[Start Data excerpts]
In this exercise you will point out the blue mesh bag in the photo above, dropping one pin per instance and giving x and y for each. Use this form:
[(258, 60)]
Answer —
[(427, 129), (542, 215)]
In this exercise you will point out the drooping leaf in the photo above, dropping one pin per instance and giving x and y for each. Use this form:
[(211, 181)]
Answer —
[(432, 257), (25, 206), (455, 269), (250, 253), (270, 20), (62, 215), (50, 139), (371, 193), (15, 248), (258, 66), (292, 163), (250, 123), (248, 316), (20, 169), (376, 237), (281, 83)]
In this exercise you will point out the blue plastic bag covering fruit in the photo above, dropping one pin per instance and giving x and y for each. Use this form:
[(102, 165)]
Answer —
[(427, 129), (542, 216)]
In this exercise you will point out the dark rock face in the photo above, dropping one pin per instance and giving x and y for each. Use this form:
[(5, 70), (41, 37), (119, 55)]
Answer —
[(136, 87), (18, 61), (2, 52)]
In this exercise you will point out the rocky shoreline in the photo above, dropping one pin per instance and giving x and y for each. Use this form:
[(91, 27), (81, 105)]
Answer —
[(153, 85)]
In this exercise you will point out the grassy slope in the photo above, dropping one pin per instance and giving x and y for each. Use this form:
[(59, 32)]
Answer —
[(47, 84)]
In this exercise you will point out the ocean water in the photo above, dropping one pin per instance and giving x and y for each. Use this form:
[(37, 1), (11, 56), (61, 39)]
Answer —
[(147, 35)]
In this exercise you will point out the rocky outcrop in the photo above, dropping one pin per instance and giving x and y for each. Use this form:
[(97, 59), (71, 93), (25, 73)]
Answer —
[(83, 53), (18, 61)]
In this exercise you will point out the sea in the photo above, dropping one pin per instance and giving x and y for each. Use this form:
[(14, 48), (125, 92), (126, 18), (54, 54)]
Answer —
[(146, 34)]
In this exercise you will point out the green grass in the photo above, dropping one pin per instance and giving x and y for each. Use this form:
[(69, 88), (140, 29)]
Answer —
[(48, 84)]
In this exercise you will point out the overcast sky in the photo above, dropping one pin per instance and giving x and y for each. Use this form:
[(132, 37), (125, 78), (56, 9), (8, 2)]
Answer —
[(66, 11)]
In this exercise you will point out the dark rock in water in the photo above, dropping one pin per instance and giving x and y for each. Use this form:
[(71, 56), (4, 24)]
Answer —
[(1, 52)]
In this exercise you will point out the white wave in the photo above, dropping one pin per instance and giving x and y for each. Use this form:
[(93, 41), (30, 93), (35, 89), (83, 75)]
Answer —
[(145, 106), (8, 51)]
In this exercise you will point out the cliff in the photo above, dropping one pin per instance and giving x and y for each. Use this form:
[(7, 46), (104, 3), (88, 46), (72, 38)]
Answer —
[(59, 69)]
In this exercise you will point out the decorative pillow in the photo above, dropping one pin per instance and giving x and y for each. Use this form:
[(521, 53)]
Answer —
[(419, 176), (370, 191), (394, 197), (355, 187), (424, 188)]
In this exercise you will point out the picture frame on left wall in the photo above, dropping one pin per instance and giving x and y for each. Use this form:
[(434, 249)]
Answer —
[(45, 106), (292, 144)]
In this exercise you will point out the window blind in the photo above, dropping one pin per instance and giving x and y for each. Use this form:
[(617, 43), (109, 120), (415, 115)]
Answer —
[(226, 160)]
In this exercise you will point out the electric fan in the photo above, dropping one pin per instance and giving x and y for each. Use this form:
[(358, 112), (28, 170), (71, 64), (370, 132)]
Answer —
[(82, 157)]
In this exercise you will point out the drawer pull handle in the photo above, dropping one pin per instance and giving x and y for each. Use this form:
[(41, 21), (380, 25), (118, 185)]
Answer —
[End Data excerpts]
◆ **The request**
Convert every line of the listing above into a Markdown table with the columns "No." and "Text". Number the rows in order and skip any blank lines.

◆ **Full answer**
| No. | Text |
|---|---|
| 1 | In this exercise you will point out the blue mesh bag in the photo above, dropping one pin per instance and giving x and y for each. Use this form: |
| 2 | [(258, 60)] |
| 3 | Answer — |
| 4 | [(427, 129), (542, 215)] |
| 5 | In this exercise you will point out the drooping leaf in the photo above, dropping one pin per instance and giving x and y for each. Use this form: |
| 6 | [(211, 181)] |
| 7 | Answer — |
| 8 | [(432, 257), (25, 206), (455, 269), (250, 253), (270, 20), (62, 215), (50, 139), (371, 193), (15, 248), (258, 66), (292, 163), (250, 123), (248, 316), (20, 169), (376, 237), (281, 83)] |
| 9 | In this exercise you will point out the blue plastic bag covering fruit in the photo above, dropping one pin per instance and giving x and y for each. Use this form: |
| 10 | [(102, 165)] |
| 11 | Answer — |
| 12 | [(427, 129), (542, 216)] |
| 13 | In this exercise you will point out the dark rock face in the photo above, dropping one pin per instance and giving x and y for each. Use this form: |
| 14 | [(5, 70), (41, 37), (119, 55)] |
| 15 | Answer — |
| 16 | [(136, 87), (18, 61), (2, 52)] |
| 17 | In this exercise you will point out the rocky shoreline in the photo above, dropping one pin per instance and giving x and y for each. Use this form: |
| 18 | [(91, 27), (81, 105)] |
| 19 | Answer — |
| 20 | [(153, 85)] |
| 21 | In this exercise you will point out the grassy slope in the photo above, dropping one pin per instance and giving x and y for each. Use this form: |
| 22 | [(59, 32)] |
| 23 | Answer — |
| 24 | [(47, 84)] |
| 25 | In this exercise you will point out the ocean water in the photo above, dropping one pin per instance and giving x and y for each. Use this form: |
| 26 | [(37, 1), (11, 56), (61, 39)] |
| 27 | Answer — |
| 28 | [(147, 35)] |
| 29 | In this exercise you will point out the rocky outcrop in the photo above, dropping one pin per instance and giving x and y for each. Use this form: |
| 30 | [(97, 59), (71, 93), (25, 73)] |
| 31 | Answer — |
| 32 | [(83, 53), (18, 61)] |
| 33 | In this exercise you will point out the sea in the photo above, dropping one pin per instance and giving x and y for each. Use this form: |
| 34 | [(14, 48), (125, 92), (126, 18), (54, 54)] |
| 35 | Answer — |
| 36 | [(146, 34)] |
| 37 | In this exercise you will point out the green grass in the photo above, dropping one pin per instance and giving x and y for each. Use this form: |
| 38 | [(69, 88), (140, 29)] |
| 39 | Answer — |
| 40 | [(48, 84)] |
| 41 | In this exercise you will point out the overcast sky in the photo above, dropping one pin per instance and giving x and y for each. Use this form: |
| 42 | [(132, 37), (125, 78), (56, 9), (8, 2)] |
| 43 | Answer — |
| 44 | [(66, 11)] |
| 45 | In this exercise you will point out the dark rock in water in the photo above, dropping one pin per instance and giving x and y for each. Use this form: |
| 46 | [(71, 56), (4, 24)] |
| 47 | Answer — |
| 48 | [(1, 52)] |
| 49 | In this exercise you will point out the white wave in the photo above, dropping one pin per instance and giving x and y for each. Use this form: |
| 50 | [(93, 41), (30, 93), (35, 89), (83, 75)] |
| 51 | Answer — |
| 52 | [(145, 106), (8, 51)] |
| 53 | In this exercise you will point out the cliff in the photo above, dropping one pin per instance and giving x and y for each. Use this form: |
| 54 | [(7, 46), (104, 3), (88, 46), (72, 38)] |
| 55 | Answer — |
| 56 | [(59, 69)] |
| 57 | In this exercise you will point out the decorative pillow in the photo above, dropping one pin per instance and giving x and y for each. Use this form: |
| 58 | [(521, 53)] |
| 59 | Answer — |
| 60 | [(419, 176), (370, 191), (394, 197), (355, 187), (424, 188)] |
| 61 | In this exercise you will point out the picture frame on left wall in the photo above, dropping one pin per instance and giving x and y for each. Use this form: |
| 62 | [(434, 249)] |
| 63 | Answer — |
| 64 | [(45, 106), (292, 144)] |
| 65 | In this exercise you will point out the window blind in the photo above, dropping one pin per instance and giving x and y for each. Use this form: |
| 66 | [(617, 43), (109, 120), (415, 115)] |
| 67 | Answer — |
| 68 | [(226, 160)] |
| 69 | In this exercise you will point out the electric fan in the photo above, dropping one pin per instance and giving x and y for each. Use this form: |
| 70 | [(358, 112), (28, 170), (71, 64), (370, 132)] |
| 71 | Answer — |
| 72 | [(82, 157)] |
| 73 | In this exercise you will point out the drawer pull handle in the photo above, dropping one pin per instance and giving x and y for each. Use this form: |
| 74 | [(41, 21), (380, 25), (118, 185)] |
| 75 | Answer — |